• _Data section_
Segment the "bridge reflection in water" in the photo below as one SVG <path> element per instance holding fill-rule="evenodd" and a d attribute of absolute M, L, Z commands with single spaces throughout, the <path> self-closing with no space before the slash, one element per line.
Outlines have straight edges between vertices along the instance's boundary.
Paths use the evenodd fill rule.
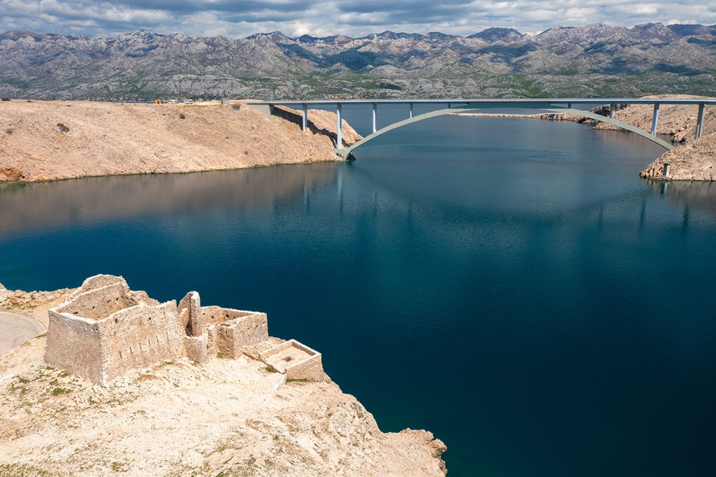
<path fill-rule="evenodd" d="M 276 100 L 252 102 L 253 107 L 266 115 L 270 115 L 276 106 L 286 106 L 300 108 L 301 111 L 301 127 L 306 130 L 308 127 L 309 108 L 334 105 L 337 115 L 336 152 L 347 159 L 354 158 L 353 151 L 383 134 L 431 117 L 455 112 L 490 112 L 495 110 L 510 108 L 528 110 L 533 112 L 559 112 L 587 117 L 596 121 L 606 122 L 624 130 L 643 136 L 666 149 L 671 149 L 672 145 L 658 137 L 657 134 L 659 123 L 659 110 L 662 105 L 691 105 L 697 107 L 696 138 L 702 134 L 704 111 L 706 105 L 716 105 L 716 100 L 682 99 L 682 98 L 553 98 L 553 99 L 477 99 L 477 100 Z M 342 139 L 342 112 L 346 105 L 365 105 L 371 108 L 372 128 L 371 134 L 355 144 L 345 146 Z M 407 117 L 400 121 L 377 129 L 377 112 L 380 105 L 405 105 L 407 108 Z M 415 105 L 429 105 L 436 107 L 435 110 L 417 116 L 413 115 Z M 650 105 L 653 107 L 652 128 L 644 131 L 632 125 L 614 119 L 614 110 L 618 105 Z M 589 110 L 598 106 L 608 106 L 609 116 L 595 114 Z M 345 146 L 345 147 L 344 147 Z"/>

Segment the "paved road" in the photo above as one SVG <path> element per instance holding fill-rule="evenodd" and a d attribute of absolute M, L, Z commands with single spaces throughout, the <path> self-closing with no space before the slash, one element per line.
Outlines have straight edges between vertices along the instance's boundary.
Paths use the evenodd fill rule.
<path fill-rule="evenodd" d="M 12 312 L 0 312 L 0 355 L 47 331 L 37 319 Z"/>

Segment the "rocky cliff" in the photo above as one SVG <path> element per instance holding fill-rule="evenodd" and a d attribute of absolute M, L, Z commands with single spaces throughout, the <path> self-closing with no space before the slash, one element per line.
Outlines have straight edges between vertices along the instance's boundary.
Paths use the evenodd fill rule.
<path fill-rule="evenodd" d="M 0 101 L 0 182 L 154 174 L 336 160 L 335 114 L 311 110 L 306 132 L 284 110 Z M 360 136 L 344 121 L 344 145 Z"/>
<path fill-rule="evenodd" d="M 9 292 L 27 312 L 72 290 Z M 0 356 L 0 475 L 444 476 L 425 430 L 382 433 L 334 382 L 243 357 L 185 358 L 102 387 L 48 367 L 44 337 Z"/>

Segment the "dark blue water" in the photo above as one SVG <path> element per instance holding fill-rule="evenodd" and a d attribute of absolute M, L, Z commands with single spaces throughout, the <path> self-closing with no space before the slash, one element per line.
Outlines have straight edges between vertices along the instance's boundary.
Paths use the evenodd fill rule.
<path fill-rule="evenodd" d="M 716 475 L 716 188 L 640 180 L 661 152 L 450 117 L 352 163 L 5 185 L 0 281 L 266 311 L 451 475 Z"/>

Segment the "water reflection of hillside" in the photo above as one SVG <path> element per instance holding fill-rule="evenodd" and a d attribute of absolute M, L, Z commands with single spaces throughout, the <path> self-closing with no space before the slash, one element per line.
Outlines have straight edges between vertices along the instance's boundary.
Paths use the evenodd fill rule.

• _Given instruction_
Extract the entries verbatim from the first line through the line containing "312 L 0 312", inclusive, omitting the pictures.

• _The answer_
Segment the "bridge reflection in water" in the photo below as one SVG <path> element per instance holding fill-rule="evenodd" and a d attribute of absolute M, L, Z commands with single spaces throughout, the <path> self-closing with no space before the slash, one element per line.
Outlines have straight edges between vertices along the instance's boundary.
Paths use the evenodd fill rule.
<path fill-rule="evenodd" d="M 276 100 L 252 102 L 253 107 L 266 115 L 270 115 L 276 106 L 286 106 L 300 108 L 301 111 L 301 127 L 306 130 L 308 127 L 309 108 L 334 105 L 337 115 L 336 152 L 347 159 L 354 158 L 353 151 L 383 134 L 431 117 L 455 112 L 490 112 L 495 110 L 510 108 L 528 110 L 533 112 L 559 112 L 587 117 L 596 121 L 606 122 L 624 130 L 643 136 L 666 149 L 671 149 L 672 145 L 658 137 L 657 134 L 659 123 L 659 110 L 662 105 L 691 105 L 697 107 L 696 138 L 702 134 L 704 111 L 706 105 L 716 105 L 716 100 L 682 99 L 682 98 L 553 98 L 553 99 L 477 99 L 477 100 Z M 342 139 L 342 112 L 346 105 L 365 105 L 371 108 L 372 128 L 371 134 L 355 144 L 345 146 Z M 407 117 L 400 121 L 377 129 L 377 112 L 380 105 L 405 105 L 407 108 Z M 415 105 L 429 105 L 436 107 L 435 110 L 417 116 L 413 115 Z M 650 105 L 653 107 L 652 128 L 644 131 L 632 125 L 614 119 L 614 110 L 618 105 Z M 589 110 L 598 106 L 608 106 L 609 116 L 595 114 Z M 345 146 L 345 147 L 344 147 Z"/>

Segment the "paved road" in the photo above as one SVG <path> element per instance holding fill-rule="evenodd" and a d attribute of absolute M, L, Z commands with single spaces throughout, the <path> self-closing with no space before the slash, one element per line.
Outlines have straight edges between vertices along the instance's boundary.
Paths use the evenodd fill rule.
<path fill-rule="evenodd" d="M 12 312 L 0 312 L 0 355 L 47 331 L 37 319 Z"/>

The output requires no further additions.